• EXERCISE DESCRIPTION
Take the line that contains "the black button-up" and each line after it in the material below, and transcribe them exactly, stopping at the end.

• DATA FOR THIS EXERCISE

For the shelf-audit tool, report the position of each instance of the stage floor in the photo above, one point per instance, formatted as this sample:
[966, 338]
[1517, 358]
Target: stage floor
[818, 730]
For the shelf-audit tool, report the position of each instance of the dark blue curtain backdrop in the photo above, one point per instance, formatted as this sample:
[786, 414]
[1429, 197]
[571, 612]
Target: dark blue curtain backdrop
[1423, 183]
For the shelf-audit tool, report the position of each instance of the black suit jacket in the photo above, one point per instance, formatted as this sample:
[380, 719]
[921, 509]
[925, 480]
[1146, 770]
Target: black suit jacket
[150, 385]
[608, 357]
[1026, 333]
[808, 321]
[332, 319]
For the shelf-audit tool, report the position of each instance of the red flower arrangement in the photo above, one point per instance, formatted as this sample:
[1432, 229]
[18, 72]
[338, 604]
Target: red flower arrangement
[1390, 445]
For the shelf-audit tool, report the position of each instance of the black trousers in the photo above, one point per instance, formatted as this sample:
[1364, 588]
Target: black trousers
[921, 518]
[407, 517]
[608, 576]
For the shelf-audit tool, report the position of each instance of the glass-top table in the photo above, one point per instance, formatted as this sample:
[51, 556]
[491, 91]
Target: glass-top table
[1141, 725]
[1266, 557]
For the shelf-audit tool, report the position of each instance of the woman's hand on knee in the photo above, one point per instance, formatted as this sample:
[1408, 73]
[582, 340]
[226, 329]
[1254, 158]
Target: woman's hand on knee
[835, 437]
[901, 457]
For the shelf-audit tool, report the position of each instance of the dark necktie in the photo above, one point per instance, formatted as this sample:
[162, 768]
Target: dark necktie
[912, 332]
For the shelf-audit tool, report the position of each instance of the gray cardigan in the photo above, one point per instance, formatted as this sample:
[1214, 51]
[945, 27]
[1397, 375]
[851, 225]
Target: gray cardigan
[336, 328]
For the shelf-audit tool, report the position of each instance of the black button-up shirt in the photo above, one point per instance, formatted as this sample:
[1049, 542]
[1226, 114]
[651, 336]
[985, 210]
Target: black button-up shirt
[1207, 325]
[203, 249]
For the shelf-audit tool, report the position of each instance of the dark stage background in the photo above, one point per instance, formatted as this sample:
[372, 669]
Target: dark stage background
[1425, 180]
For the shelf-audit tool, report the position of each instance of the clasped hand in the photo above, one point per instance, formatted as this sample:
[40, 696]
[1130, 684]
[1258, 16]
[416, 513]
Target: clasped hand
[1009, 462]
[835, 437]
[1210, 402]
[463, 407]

• CORRECT RESULT
For the shelf-audit tool, report the position of each instance of the black button-up shirt in the photo above, one point per instance, formatted as this sample:
[1049, 542]
[1226, 114]
[651, 336]
[985, 210]
Target: black button-up shirt
[1207, 325]
[203, 249]
For the shelf-audit tool, report the position of each instance of the dark stage background in the photo above, one point per instance, formatted as this sample:
[372, 669]
Target: dark stage background
[1425, 180]
For the shelf-audit tool, report the position of each instance of the clasped hand in the photo above, one point per instance, formatted as this sample:
[40, 696]
[1130, 684]
[1258, 16]
[416, 513]
Target: clasped hand
[1009, 462]
[835, 437]
[1210, 402]
[463, 407]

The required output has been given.